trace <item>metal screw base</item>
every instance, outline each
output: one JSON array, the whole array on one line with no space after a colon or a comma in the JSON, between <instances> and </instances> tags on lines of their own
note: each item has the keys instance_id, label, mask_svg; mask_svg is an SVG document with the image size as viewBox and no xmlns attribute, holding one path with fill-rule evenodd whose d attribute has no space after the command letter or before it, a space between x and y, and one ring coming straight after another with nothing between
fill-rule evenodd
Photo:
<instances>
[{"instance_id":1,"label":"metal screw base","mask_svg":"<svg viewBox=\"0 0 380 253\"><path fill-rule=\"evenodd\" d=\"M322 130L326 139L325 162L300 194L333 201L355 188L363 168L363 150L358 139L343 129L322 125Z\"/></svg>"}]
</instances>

---------------

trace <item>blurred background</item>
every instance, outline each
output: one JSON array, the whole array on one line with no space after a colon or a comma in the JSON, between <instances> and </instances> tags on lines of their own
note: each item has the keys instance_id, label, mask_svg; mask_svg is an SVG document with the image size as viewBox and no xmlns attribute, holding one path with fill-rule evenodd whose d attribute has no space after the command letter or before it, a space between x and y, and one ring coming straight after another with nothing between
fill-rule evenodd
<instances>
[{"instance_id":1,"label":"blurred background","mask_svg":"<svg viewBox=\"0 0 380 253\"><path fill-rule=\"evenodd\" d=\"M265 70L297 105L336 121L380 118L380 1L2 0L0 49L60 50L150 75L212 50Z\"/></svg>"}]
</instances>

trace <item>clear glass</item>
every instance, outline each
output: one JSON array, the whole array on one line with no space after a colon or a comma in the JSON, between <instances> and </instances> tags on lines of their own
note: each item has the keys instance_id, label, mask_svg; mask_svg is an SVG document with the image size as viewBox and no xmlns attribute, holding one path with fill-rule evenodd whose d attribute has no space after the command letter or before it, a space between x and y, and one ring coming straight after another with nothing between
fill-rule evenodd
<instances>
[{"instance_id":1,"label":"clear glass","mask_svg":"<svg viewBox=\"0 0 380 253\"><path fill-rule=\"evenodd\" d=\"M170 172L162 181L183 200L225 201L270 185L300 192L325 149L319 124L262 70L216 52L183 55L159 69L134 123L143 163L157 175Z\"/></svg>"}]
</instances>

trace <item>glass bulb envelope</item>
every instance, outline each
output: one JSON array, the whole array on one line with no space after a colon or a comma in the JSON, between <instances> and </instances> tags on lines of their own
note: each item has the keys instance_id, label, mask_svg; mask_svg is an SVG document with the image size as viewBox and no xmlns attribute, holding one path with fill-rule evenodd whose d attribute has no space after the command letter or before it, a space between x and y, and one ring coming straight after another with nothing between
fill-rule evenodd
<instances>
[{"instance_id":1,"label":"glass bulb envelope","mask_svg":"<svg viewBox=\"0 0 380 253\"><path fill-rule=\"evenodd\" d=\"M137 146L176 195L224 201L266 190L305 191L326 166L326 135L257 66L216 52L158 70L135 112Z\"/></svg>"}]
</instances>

---------------

Where does the word "trace" occur in the records? Return every line that holds it.

Finished exercise =>
trace <item>metal screw base</item>
trace <item>blurred background</item>
trace <item>clear glass</item>
trace <item>glass bulb envelope</item>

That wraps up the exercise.